[SOURCE EXTRACT Boundary: Start]
Primary Respiration and the Cycle of Attunement

by Michael Shea, PhD

I was reading an interesting piece of research in the infant-mother attachment literature. After studying moms and babies at play and without any stress, it was discovered that over 70% of the interactions called attunement occur every 100 seconds between the mom and the baby. This means that there is a function of regularity built into our nervous system when we are socially engaged that allows us to pay attention more closely to the person we are with. In this case the rhythm of attunement, when there is no stress, happens every 100 seconds. In the world of biodynamic craniosacral therapy, that regular tempo is what we refer to as Primary Respiration.

This research comes from a book by Beatrice Beebe entitled Forms of Intersubjectivity in Infant Research and Adult Treatment.

I've always felt that the biggest piece of work we do with our clients is what I call the Cycle of Attunement. We train ourselves to spontaneously move our attention toward the client with our hand contact, and then move our attention away even when the hands are in place. This is normal and natural, especially if our office has a window through which we can look out and appreciate nature, the sky, the trees or even the weather.
[SOURCE EXTRACT Boundary: End]
§ PROMPT A
Answer these questions from the article on Primary Respiration:
(i) How often do the attunement interactions between mother and baby occur when there is no stress?
(ii) What is the title of the book by Beatrice Beebe that the research comes from?
(iii) According to the article, what can a window in the office let the practitioner look out and appreciate?
§ PROMPT B
Return the passage of the article on Primary Respiration from "I've always felt" to "even the weather.", copied without any change.
§ PROMPT C
Resume the article on Primary Respiration and the Cycle of Attunement, starting after its last sentence.
[SOURCE DATA Boundary: Start]
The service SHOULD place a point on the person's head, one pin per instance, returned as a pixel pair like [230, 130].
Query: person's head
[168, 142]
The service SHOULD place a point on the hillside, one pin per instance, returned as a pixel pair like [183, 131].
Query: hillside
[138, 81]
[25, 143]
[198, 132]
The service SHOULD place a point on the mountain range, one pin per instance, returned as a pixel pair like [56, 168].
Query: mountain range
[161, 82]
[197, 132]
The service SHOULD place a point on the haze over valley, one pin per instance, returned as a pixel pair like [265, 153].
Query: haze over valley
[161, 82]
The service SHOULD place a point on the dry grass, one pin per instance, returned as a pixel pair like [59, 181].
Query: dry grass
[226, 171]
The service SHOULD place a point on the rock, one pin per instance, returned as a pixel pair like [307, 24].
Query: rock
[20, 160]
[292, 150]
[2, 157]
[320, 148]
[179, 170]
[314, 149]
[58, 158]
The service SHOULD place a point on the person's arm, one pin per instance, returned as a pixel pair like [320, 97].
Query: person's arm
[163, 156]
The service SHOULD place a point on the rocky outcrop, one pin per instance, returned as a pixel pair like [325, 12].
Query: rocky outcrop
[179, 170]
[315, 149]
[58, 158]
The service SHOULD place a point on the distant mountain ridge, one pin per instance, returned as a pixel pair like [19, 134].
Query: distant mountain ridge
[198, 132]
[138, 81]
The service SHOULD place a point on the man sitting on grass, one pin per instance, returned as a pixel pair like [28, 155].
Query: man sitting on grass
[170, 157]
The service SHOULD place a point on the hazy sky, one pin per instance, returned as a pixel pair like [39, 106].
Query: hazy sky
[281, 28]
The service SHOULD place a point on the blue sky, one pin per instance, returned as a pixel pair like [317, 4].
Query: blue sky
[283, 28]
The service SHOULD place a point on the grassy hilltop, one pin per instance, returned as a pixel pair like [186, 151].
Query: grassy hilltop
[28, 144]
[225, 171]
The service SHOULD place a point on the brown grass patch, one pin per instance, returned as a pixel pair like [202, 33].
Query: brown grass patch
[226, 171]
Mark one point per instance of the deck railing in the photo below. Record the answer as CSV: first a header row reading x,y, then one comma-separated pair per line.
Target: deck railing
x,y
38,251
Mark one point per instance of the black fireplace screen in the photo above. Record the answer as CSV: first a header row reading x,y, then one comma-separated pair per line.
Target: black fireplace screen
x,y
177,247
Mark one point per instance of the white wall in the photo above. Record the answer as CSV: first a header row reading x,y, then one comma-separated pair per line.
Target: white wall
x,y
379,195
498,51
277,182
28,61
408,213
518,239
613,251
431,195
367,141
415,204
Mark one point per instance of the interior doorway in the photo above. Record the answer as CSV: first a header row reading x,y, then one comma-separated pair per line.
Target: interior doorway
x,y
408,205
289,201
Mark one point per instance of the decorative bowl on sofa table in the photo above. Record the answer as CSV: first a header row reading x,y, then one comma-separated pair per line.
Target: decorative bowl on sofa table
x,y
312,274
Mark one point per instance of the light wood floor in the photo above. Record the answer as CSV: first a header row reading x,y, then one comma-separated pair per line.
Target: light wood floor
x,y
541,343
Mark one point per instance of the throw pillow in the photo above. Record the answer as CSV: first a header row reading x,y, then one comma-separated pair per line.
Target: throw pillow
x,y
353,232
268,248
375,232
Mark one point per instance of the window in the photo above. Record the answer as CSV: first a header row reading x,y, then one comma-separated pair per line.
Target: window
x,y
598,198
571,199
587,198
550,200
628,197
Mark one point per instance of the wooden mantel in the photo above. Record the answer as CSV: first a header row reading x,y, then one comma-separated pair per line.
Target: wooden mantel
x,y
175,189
[SOURCE DATA Boundary: End]
§ ANSWER BOX A
(i) Every 100 seconds.
(ii) Forms of Intersubjectivity in Infant Research and Adult Treatment.
(iii) Nature, the sky, the trees or even the weather.

§ ANSWER BOX B
I've always felt that the biggest piece of work we do with our clients is what I call the Cycle of Attunement. We train ourselves to spontaneously move our attention toward the client with our hand contact, and then move our attention away even when the hands are in place. This is normal and natural, especially if our office has a window through which we can look out and appreciate nature, the sky, the trees or even the weather.

§ ANSWER BOX C
This also helps to stabilize and retrain the autonomic nervous system. When we bring our attention to the client, the sympathetic nervous system is involved. When we withdraw our attention from the client the parasympathetic nervous system is involved. So here we witness the function of Primary Respiration interfacing with the autonomic nervous system and helping to stabilize it, providing the opportunity for calm and balance so needed by today’s clients.

At another level this is the very nature and ground of empathy and compassion. Through mindful attunement the client is able to experience being held in a wider field. The state we call Primary Respiration is likely to be sensed by our clients as loving kindness and compassion.